-- Begin Dataset content --

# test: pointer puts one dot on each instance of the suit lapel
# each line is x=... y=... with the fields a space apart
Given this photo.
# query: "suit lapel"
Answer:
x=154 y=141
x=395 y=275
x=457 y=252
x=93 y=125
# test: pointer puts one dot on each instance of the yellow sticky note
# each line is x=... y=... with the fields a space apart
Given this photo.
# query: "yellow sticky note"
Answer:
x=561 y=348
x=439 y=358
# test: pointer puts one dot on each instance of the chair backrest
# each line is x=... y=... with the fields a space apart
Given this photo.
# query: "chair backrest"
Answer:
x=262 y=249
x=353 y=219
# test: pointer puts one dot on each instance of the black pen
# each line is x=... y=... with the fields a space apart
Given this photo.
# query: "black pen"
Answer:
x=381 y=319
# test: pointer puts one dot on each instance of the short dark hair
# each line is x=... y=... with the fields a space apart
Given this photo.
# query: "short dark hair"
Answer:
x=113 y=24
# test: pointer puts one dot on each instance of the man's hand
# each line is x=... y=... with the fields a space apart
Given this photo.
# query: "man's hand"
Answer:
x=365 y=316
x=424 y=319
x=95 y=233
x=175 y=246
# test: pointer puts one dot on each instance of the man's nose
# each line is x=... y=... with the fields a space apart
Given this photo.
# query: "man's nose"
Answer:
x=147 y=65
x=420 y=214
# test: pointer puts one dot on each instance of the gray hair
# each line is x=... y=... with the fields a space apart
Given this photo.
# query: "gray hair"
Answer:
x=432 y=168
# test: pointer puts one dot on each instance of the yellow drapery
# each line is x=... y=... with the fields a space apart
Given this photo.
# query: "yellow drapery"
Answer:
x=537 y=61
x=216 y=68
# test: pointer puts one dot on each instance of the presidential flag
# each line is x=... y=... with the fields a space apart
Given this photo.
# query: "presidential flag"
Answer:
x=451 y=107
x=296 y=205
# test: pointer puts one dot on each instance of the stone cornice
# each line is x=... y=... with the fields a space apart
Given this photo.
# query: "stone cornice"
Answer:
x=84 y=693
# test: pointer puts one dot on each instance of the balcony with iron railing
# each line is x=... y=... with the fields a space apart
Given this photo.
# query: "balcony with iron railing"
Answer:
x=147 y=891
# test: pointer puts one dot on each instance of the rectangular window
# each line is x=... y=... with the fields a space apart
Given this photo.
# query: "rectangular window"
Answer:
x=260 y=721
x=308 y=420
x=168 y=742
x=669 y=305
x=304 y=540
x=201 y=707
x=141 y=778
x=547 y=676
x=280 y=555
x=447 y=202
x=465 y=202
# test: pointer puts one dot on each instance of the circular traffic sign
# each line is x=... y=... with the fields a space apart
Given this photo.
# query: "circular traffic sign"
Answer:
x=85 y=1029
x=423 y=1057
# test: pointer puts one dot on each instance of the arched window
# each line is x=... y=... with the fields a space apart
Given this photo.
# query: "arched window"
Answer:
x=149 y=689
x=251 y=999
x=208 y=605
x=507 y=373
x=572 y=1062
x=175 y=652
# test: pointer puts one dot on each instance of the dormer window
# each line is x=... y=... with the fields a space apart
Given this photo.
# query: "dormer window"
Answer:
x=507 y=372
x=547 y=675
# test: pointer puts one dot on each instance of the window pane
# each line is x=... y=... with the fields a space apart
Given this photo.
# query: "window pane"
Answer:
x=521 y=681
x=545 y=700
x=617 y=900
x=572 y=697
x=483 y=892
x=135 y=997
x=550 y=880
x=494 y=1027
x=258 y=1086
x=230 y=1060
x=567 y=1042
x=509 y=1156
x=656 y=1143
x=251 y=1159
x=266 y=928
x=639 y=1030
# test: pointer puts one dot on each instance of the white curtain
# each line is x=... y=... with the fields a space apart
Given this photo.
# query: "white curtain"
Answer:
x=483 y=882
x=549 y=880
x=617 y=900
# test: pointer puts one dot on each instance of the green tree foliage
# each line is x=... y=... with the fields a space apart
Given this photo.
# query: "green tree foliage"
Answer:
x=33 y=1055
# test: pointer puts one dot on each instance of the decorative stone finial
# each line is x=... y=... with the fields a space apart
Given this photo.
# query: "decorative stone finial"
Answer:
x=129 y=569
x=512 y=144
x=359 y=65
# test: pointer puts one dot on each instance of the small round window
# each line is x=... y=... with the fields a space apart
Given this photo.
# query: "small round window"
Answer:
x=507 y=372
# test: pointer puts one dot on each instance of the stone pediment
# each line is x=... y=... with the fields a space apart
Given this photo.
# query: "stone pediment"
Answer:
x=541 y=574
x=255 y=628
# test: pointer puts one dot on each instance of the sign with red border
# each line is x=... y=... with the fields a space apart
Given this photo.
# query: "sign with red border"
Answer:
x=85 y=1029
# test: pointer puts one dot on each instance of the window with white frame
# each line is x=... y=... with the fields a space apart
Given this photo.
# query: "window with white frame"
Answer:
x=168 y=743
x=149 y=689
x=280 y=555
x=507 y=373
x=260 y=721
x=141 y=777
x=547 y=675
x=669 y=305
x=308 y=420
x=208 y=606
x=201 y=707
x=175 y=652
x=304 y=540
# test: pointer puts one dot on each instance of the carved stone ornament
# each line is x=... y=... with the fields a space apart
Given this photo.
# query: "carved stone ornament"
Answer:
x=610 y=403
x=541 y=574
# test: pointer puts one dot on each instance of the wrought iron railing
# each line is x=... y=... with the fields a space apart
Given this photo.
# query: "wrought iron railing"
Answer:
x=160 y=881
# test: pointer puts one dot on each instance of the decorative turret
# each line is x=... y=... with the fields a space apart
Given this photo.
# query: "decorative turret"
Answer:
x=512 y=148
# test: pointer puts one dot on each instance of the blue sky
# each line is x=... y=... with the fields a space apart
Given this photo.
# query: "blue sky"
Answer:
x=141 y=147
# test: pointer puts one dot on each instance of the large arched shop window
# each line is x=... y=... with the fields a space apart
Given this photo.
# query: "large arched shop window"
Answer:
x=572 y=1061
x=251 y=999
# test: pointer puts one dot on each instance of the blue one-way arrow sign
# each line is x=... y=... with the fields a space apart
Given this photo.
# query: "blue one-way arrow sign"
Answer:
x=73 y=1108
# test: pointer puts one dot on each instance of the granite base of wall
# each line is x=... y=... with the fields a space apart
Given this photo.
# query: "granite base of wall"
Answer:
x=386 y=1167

-- End Dataset content --

--- Work to be completed ---
Print every record above exactly as written.

--- Response for this exercise ---
# test: pointer puts one dot on each instance of the suit lapel
# each line is x=... y=... with the fields a space apart
Given this photo.
# query: "suit lapel"
Answer:
x=154 y=141
x=395 y=275
x=457 y=252
x=93 y=125
# test: pointer puts one dot on each instance of the yellow sticky note
# each line is x=... y=... with the fields a space apart
Given this photo.
# query: "yellow sticky note"
Answer:
x=561 y=348
x=439 y=358
# test: pointer puts one dot on each instance of the chair backrest
# each line is x=... y=... with the fields a space apart
Given this photo.
# query: "chair backrest"
Answer:
x=262 y=249
x=353 y=219
# test: pointer puts one dot on each instance of the black pen
# each line is x=... y=... with the fields a space apart
Given this photo.
# query: "black pen"
Answer:
x=381 y=319
# test: pointer puts one dot on each instance of the short dark hair
# each line is x=... y=... with the fields a space apart
Given this photo.
# query: "short dark hair"
Answer:
x=113 y=24
# test: pointer puts one dot on each instance of the man's hand
# each line is x=... y=... with the fields a space apart
Given this photo.
# query: "man's hand"
Answer:
x=365 y=316
x=424 y=319
x=95 y=233
x=175 y=246
# test: pointer puts one dot on each instance of the man's nose
# each line is x=... y=... with the fields a space apart
Given this photo.
# query: "man's nose"
Answer:
x=147 y=65
x=420 y=214
# test: pointer puts one dot on each instance of the gray hair
# each line is x=... y=... with the fields a space apart
Given this photo.
# query: "gray hair"
Answer:
x=432 y=168
# test: pointer puts one dot on each instance of the yellow drapery
# each line is x=... y=... with the fields a space apart
Given this photo.
# query: "yellow drapery"
Answer:
x=537 y=61
x=216 y=68
# test: pointer puts one dot on each instance of the presidential flag
# each line is x=... y=... with the fields a space apart
Given this photo.
# query: "presidential flag"
Answer:
x=451 y=107
x=296 y=205
# test: pointer puts one dot on each instance of the stone cornice
# each line is x=... y=... with the fields a space apart
Given this photo.
# query: "stone cornice"
Answer:
x=84 y=693
# test: pointer puts one dot on each instance of the balcony with iron railing
# each line is x=... y=... with the fields a space apart
Given this photo.
# query: "balcony with iron railing"
Answer:
x=147 y=891
# test: pointer puts one dot on each instance of the rectangular window
# each line is x=... y=... with the fields a space apart
Given this photo.
# query: "rectangular window"
Answer:
x=260 y=721
x=308 y=420
x=168 y=742
x=669 y=305
x=304 y=540
x=201 y=707
x=141 y=778
x=547 y=676
x=280 y=555
x=447 y=202
x=465 y=202
# test: pointer puts one dot on each instance of the circular traffic sign
# each line is x=... y=... with the fields a space apart
Given this photo.
# query: "circular traffic sign"
Answer:
x=85 y=1029
x=423 y=1057
# test: pointer puts one dot on each instance of the arched window
# each line is x=... y=... with the fields a space apart
Given this photo.
# query: "arched window"
Answer:
x=149 y=689
x=251 y=999
x=208 y=605
x=507 y=373
x=572 y=1062
x=175 y=652
# test: pointer puts one dot on each instance of the dormer window
# each line is x=... y=... with the fields a space apart
Given this photo.
# query: "dormer window"
Answer:
x=507 y=372
x=547 y=675
# test: pointer puts one dot on each instance of the window pane
# each line is x=... y=... with the fields a space apart
Given this photo.
# query: "window pane"
Answer:
x=521 y=681
x=545 y=700
x=617 y=900
x=572 y=697
x=483 y=892
x=135 y=997
x=550 y=880
x=494 y=1027
x=258 y=1086
x=230 y=1060
x=567 y=1042
x=509 y=1156
x=656 y=1143
x=251 y=1159
x=266 y=928
x=639 y=1030
# test: pointer puts one dot on each instance of the white curtain
# each line is x=... y=... with the fields a space apart
Given this photo.
# query: "white curtain"
Answer:
x=483 y=882
x=549 y=880
x=617 y=900
# test: pointer puts one dot on each instance of the green tree foliage
# each line is x=... y=... with the fields a space apart
Given this photo.
# query: "green tree foliage"
Answer:
x=33 y=1055
# test: pointer puts one dot on each instance of the decorative stone finial
# each line is x=... y=... with the fields a space apart
Given this photo.
# query: "decorative stone finial"
Answer:
x=129 y=569
x=512 y=144
x=359 y=65
# test: pointer puts one dot on each instance of the small round window
# each line is x=... y=... with the fields a space apart
Given this photo.
# query: "small round window"
Answer:
x=507 y=372
# test: pointer puts one dot on each instance of the stone pediment
# each line is x=... y=... with the fields a space apart
Given this photo.
# query: "stone pediment"
Answer:
x=541 y=574
x=255 y=628
# test: pointer puts one dot on each instance of the sign with red border
# each line is x=... y=... with the fields a space apart
Given this photo.
# query: "sign with red border"
Answer:
x=85 y=1029
# test: pointer puts one dot on each instance of the window with white frame
# each line is x=... y=... with the fields a space apart
Given this photo.
# query: "window with white frame"
Answer:
x=168 y=743
x=149 y=689
x=280 y=555
x=507 y=373
x=260 y=721
x=141 y=777
x=547 y=675
x=669 y=305
x=308 y=420
x=208 y=606
x=201 y=707
x=175 y=652
x=304 y=540
# test: pointer puts one dot on each instance of the carved stone ornament
# each line is x=... y=... with the fields a space apart
Given this photo.
# query: "carved stone ornament"
Answer:
x=610 y=403
x=541 y=574
# test: pointer puts one dot on each instance of the wrought iron railing
# each line is x=... y=... with the fields a space apart
Given this photo.
# query: "wrought iron railing"
Answer:
x=160 y=881
# test: pointer puts one dot on each instance of the decorative turret
# each line is x=... y=... with the fields a space apart
Given this photo.
# query: "decorative turret"
Answer:
x=512 y=148
# test: pointer puts one dot on each instance of the blue sky
# each line is x=... y=... with the fields a space apart
Given this photo.
# query: "blue sky"
Answer:
x=141 y=147
# test: pointer puts one dot on each instance of the large arched shop window
# each line is x=... y=... with the fields a space apart
Given this photo.
# query: "large arched shop window"
Answer:
x=572 y=1061
x=251 y=999
# test: pointer puts one dot on each instance of the blue one-way arrow sign
# each line is x=... y=... with the fields a space apart
Given this photo.
# query: "blue one-way arrow sign"
Answer:
x=73 y=1108
# test: pointer puts one dot on each instance of the granite base of wall
# each line is x=... y=... with the fields a space apart
Given this photo.
# query: "granite base of wall"
Answer:
x=386 y=1167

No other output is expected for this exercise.